What is expected: Arrange every line of the records below as a Markdown table with two columns, Row and Line: number each row and skip any blank lines.

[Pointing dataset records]
● ● ● ● ●
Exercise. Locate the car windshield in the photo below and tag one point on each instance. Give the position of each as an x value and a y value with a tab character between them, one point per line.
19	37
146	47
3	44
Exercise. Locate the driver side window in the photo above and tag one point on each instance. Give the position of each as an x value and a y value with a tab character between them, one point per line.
● ● ● ● ●
Complete output:
| Row | Line |
|---|---|
| 1 | Exercise. Locate the car windshield in the photo below and tag one point on each instance. Give the position of each as an x value and a y value with a tab character between them, one point per line. |
| 2 | 19	37 |
| 3 | 146	47 |
| 4 | 3	44 |
| 5 | Exercise. Locate the driver side window in the photo above and tag one point on each instance. Give the position of each as an x value and a y value with a tab character between them, one point per line. |